READING TEXT
┌──

Relative sensitivity of Single Dish and Interferometer observations
Draft notes: Darrel Emerson, 2000-02-29 v.0.
The purpose of this document is to compare the sensitivity of single-dish
observations, used to observe to measure the "short spacing" sky data,
which is complementary to interferometric observations. The goal is to
answer - or at least give a range of answers - to the question "how many
ALMA single dish antennas are needed to be outfitted for total power, single
dish observations."
This is not a precise estimate. There are so many "ifs and buts"
and unknown factors, depending
on the exact observing technique, the characteristics of the source,
the precise science that is being investigated, the
level of systematic errors (pointing, tracking, spurious ground radiation,
sidelobes etc. etc.) that the estimate becomes reminscent of the
Drake Equation.
- It is first assumed that we do indeed want to equalize sensitivities of the
shortest interferometer spacing and of the higher spatial frequencies
that can usefully be obtained from
the single dish observations; later a factor is estimated for equalizing
s/n ratios rather than noise. The "equalize the noise" case is a
big assumption, which may be wrong. Arguably,
what counts is singal/noise ratio rather than just noise. Since, for the
sources where the short spacing information is important, the flux at a
given spatial frequency increases rapidly with decreasing spatial frequency,
this assumption may result in a large error in the final conclusion.

└──

GIVEN TASK 1
Copy everything in the sensitivity notes from "The purpose of" down to "Drake Equation.", swapping "ALMA" for "VLA".
GIVEN TASK 2
Answer these questions using the sensitivity notes.
(a) What date do the draft notes carry?
(b) What sky data are the single-dish observations used to measure?
(c) Which equation does the estimate become reminiscent of?

EXTRACTED MATERIAL
┌──

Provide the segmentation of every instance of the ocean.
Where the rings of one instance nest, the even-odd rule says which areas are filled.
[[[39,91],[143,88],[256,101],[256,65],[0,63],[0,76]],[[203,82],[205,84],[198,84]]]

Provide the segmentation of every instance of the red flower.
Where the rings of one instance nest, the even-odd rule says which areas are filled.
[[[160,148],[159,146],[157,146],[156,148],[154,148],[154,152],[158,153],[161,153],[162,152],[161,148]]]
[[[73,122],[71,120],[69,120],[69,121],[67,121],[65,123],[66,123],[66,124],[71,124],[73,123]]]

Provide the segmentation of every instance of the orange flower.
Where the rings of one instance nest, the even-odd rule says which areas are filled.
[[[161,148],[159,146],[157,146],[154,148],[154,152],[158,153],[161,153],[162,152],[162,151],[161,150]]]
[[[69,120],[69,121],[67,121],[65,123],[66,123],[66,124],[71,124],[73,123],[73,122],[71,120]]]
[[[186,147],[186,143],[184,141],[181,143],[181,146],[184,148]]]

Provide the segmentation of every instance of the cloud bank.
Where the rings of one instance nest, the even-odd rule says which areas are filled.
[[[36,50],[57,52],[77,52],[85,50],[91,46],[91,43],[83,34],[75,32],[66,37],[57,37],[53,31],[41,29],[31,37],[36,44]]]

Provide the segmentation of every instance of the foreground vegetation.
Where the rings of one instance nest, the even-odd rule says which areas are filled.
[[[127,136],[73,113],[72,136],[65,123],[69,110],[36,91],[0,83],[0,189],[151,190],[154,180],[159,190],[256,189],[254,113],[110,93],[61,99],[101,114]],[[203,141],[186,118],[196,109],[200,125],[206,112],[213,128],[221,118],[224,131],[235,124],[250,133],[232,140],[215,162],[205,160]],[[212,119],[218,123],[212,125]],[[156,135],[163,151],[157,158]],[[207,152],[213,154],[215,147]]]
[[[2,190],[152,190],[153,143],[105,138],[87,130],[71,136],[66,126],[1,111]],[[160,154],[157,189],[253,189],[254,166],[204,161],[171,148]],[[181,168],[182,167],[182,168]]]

└──

WRITTEN REPLY 1
The purpose of this document is to compare the sensitivity of single-dish
observations, used to observe to measure the "short spacing" sky data,
which is complementary to interferometric observations. The goal is to
answer - or at least give a range of answers - to the question "how many
VLA single dish antennas are needed to be outfitted for total power, single
dish observations."
This is not a precise estimate. There are so many "ifs and buts"
and unknown factors, depending
on the exact observing technique, the characteristics of the source,
the precise science that is being investigated, the
level of systematic errors (pointing, tracking, spurious ground radiation,
sidelobes etc. etc.) that the estimate becomes reminscent of the
Drake Equation.

WRITTEN REPLY 2
(a) 2000-02-29
(b) The "short spacing" sky data
(c) The Drake Equation